**Supplied records**

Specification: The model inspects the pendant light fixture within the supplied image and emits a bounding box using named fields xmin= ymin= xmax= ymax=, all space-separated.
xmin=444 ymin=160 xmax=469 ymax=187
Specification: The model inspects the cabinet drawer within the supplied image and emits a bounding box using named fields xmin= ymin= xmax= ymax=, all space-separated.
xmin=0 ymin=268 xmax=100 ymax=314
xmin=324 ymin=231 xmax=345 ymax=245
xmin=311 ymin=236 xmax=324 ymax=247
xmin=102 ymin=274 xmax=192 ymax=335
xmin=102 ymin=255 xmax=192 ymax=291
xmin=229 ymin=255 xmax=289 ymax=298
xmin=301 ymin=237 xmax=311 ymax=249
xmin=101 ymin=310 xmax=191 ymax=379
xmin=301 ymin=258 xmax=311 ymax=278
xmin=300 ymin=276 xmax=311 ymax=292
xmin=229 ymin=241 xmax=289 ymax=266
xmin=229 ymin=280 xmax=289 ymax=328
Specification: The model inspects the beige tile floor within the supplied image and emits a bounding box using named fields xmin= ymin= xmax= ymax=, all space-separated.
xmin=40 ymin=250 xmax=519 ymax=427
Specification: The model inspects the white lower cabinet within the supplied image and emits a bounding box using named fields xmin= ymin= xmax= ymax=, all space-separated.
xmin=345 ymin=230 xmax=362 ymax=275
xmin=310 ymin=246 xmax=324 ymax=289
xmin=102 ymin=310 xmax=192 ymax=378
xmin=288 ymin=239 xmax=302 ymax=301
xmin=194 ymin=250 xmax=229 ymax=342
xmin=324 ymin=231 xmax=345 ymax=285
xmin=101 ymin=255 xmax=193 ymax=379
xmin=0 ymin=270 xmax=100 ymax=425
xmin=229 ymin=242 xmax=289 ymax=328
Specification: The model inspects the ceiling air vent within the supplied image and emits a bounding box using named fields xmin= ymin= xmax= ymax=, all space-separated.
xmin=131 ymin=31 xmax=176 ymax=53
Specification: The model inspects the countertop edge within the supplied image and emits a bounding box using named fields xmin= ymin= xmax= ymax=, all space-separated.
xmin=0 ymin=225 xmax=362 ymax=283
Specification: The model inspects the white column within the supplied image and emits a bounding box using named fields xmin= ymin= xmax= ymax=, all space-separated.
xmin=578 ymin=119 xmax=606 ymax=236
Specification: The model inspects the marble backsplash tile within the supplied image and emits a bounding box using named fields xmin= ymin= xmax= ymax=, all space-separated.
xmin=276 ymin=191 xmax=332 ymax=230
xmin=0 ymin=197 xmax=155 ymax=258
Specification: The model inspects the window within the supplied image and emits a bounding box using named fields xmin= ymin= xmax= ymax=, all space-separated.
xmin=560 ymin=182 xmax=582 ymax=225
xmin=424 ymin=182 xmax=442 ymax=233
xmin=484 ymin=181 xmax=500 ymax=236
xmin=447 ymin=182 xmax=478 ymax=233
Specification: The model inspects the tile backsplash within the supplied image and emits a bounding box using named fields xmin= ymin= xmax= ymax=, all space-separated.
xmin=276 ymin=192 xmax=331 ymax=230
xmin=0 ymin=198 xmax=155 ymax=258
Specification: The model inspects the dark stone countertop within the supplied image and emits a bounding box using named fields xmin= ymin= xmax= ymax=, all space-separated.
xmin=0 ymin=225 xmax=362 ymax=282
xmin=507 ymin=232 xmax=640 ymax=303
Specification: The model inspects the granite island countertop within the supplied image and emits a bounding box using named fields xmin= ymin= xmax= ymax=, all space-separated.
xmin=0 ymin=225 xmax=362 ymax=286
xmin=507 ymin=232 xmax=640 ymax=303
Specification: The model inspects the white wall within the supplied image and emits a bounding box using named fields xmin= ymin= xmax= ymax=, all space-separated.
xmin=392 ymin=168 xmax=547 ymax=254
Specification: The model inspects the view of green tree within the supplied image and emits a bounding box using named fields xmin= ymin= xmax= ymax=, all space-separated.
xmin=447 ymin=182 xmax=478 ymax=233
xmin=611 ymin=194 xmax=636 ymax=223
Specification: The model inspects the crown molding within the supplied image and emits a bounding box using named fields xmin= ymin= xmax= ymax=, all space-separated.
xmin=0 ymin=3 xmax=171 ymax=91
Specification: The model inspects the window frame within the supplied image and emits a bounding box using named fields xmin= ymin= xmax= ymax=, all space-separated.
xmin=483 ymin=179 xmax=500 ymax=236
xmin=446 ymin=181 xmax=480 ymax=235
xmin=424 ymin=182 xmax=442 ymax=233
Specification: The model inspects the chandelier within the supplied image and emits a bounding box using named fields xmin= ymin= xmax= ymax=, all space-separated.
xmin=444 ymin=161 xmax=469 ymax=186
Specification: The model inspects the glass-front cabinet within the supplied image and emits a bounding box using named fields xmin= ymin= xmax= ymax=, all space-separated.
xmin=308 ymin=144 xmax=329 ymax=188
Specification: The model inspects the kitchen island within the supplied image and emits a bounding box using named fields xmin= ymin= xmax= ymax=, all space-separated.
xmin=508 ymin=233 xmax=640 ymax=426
--
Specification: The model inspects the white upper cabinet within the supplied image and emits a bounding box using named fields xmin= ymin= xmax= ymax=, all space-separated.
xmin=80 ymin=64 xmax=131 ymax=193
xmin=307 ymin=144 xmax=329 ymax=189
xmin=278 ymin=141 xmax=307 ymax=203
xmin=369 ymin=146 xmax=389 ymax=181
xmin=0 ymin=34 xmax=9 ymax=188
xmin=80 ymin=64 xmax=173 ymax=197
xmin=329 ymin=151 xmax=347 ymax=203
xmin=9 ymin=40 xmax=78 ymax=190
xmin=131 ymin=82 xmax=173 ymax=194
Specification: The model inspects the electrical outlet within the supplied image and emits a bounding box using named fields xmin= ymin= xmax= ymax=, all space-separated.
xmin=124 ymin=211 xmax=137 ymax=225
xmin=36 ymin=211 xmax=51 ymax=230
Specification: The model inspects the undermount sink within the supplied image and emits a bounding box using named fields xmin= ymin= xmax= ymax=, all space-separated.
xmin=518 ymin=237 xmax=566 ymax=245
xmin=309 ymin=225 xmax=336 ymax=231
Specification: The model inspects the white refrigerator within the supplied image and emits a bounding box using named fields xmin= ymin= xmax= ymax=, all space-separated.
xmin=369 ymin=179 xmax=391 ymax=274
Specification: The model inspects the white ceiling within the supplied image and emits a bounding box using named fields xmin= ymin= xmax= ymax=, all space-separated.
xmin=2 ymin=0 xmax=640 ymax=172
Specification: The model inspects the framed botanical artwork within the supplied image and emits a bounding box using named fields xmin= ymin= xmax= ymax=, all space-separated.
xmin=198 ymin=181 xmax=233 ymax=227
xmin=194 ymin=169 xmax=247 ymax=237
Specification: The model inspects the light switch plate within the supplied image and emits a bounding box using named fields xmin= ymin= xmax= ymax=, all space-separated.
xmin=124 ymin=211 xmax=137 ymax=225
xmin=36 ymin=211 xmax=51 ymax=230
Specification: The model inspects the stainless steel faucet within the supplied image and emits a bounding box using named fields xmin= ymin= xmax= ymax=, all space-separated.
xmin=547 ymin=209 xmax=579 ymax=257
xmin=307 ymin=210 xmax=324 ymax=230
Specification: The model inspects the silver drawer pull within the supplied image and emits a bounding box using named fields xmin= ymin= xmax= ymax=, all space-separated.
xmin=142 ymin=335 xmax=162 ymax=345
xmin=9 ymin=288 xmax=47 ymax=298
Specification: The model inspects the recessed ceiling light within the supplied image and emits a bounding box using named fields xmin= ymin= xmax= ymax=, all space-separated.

**What you should do**
Please format the stretch of material from the line containing "Specification: The model inspects the pendant" through the line containing "xmin=444 ymin=160 xmax=469 ymax=187" as a numbered list, leaving out blank lines.

**Response to the exercise**
1. Specification: The model inspects the pendant light fixture within the supplied image and emits a bounding box using named fields xmin= ymin= xmax= ymax=, all space-separated.
2. xmin=444 ymin=160 xmax=469 ymax=187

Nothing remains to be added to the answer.